● What is needed: Report every line in the listing below where the string "sleeve" shows up.

● Information supplied:

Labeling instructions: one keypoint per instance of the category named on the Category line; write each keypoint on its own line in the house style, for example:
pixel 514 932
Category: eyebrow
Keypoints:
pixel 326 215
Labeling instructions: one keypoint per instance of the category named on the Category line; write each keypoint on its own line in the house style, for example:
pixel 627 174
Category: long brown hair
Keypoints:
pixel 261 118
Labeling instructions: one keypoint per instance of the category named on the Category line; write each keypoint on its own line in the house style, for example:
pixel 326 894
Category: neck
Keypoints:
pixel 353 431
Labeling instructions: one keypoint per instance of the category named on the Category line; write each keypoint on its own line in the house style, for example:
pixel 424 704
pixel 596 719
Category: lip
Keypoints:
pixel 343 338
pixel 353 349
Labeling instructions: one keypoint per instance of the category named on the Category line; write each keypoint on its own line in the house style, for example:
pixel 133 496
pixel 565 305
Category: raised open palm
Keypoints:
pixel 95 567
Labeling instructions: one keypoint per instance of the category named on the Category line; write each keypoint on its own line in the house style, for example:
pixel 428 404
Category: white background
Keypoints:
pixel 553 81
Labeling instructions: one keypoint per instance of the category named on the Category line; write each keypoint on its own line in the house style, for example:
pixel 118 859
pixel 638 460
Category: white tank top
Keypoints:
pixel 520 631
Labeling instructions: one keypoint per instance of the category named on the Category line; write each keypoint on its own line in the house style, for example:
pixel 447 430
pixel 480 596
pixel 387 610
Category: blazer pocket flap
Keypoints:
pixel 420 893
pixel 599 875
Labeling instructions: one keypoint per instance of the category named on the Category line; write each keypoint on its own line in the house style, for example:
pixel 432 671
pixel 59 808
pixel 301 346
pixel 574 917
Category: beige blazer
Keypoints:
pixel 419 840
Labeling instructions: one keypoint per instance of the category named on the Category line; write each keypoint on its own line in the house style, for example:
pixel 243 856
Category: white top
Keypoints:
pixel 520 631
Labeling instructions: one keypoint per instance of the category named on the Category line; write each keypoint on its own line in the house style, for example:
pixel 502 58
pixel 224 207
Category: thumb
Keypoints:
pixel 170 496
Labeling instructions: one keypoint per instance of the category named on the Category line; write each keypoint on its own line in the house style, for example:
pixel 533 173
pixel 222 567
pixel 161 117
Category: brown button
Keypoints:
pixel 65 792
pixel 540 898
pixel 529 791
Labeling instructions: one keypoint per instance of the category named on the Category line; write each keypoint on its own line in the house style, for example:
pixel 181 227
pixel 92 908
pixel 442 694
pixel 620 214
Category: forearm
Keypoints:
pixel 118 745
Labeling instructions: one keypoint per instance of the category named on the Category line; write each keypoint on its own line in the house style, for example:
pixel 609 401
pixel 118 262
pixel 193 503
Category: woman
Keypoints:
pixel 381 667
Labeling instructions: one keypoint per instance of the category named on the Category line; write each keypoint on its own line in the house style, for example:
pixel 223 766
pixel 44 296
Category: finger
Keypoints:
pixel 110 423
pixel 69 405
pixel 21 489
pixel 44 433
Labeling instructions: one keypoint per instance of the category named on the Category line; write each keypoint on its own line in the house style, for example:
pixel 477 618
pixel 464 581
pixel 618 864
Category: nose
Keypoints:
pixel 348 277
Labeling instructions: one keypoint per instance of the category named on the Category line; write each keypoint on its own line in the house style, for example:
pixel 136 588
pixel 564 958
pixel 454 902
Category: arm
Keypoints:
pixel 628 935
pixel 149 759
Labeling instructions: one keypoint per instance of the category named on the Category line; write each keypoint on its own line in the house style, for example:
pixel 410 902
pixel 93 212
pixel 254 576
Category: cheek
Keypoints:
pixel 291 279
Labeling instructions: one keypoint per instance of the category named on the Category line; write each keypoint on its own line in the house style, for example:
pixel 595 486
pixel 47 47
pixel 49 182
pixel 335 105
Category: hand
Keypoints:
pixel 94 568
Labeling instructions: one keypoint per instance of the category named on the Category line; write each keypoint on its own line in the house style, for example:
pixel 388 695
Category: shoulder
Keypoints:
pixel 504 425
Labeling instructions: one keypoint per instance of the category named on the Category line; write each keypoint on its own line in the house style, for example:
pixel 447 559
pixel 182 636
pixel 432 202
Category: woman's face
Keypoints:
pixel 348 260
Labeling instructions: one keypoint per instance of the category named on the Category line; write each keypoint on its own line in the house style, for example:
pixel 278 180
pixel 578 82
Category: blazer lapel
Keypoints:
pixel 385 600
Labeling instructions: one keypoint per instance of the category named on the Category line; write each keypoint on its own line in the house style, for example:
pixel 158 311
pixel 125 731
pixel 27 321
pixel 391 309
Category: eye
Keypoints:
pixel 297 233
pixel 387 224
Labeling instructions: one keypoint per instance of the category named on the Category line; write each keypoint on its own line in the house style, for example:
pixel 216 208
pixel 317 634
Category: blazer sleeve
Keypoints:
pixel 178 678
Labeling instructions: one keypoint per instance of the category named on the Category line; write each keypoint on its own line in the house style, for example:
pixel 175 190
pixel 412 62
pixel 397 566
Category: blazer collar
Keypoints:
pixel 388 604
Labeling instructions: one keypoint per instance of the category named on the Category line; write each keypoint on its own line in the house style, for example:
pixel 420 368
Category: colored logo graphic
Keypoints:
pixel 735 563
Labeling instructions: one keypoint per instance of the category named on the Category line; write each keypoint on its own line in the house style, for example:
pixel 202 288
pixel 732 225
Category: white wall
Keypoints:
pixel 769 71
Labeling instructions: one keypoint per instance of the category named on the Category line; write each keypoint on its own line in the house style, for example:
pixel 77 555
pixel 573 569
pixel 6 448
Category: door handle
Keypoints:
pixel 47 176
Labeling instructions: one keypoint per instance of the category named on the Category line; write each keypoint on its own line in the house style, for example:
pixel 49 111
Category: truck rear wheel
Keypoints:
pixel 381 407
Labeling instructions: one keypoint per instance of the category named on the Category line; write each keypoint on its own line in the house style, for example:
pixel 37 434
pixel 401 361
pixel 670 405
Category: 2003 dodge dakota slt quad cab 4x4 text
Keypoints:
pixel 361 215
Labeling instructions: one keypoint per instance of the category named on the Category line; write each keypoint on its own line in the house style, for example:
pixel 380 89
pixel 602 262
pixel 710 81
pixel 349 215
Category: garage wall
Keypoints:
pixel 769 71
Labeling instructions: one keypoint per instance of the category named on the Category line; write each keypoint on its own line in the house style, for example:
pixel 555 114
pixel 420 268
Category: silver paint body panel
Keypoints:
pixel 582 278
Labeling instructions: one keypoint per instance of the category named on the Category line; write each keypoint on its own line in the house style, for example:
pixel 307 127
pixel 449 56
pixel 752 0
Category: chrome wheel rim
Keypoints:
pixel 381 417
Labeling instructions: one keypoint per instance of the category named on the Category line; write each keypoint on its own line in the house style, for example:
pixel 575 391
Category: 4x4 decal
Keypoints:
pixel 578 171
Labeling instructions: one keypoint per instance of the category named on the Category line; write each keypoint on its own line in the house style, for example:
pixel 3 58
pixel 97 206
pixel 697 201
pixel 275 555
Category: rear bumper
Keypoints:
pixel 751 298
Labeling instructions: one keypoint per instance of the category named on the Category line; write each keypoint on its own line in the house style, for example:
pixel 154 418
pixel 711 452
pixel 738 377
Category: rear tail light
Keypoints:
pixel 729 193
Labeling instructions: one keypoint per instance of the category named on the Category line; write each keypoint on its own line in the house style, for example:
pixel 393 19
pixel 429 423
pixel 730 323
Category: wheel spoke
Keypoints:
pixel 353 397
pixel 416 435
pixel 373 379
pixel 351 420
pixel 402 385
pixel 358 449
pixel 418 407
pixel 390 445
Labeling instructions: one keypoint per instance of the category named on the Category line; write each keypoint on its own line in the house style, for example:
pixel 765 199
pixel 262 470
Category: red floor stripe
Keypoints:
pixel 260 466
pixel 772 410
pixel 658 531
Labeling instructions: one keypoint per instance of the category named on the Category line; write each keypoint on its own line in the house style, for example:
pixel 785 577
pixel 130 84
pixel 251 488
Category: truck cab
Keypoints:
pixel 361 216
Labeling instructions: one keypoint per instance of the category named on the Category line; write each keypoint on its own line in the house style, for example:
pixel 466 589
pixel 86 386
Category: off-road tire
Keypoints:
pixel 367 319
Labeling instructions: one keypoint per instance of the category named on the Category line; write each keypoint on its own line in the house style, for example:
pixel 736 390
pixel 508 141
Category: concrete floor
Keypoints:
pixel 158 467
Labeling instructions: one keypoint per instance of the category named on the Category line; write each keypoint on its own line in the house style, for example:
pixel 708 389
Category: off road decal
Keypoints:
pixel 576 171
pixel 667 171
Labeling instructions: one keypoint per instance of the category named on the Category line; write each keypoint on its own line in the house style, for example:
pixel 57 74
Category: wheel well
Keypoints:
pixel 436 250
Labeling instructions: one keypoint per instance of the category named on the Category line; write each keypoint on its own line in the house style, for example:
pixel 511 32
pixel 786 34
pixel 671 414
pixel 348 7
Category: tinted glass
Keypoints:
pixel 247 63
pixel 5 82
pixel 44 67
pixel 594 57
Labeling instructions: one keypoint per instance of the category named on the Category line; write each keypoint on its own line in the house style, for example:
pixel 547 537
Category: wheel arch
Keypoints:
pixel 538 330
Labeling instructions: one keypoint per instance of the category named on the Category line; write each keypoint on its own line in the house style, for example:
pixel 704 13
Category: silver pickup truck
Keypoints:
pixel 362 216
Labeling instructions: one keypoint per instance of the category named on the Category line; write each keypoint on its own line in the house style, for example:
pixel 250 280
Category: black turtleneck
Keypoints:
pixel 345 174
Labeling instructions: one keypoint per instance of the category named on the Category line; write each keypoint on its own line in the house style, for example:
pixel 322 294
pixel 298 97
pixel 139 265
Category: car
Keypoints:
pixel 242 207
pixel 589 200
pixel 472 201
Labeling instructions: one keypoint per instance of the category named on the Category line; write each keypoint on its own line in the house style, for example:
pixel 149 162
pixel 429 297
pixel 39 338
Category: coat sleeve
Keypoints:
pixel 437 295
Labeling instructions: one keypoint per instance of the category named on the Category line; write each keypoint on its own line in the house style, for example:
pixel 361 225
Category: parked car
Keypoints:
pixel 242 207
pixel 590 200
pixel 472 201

● Answer section:
Category: blazer sleeve
Category: coat sleeve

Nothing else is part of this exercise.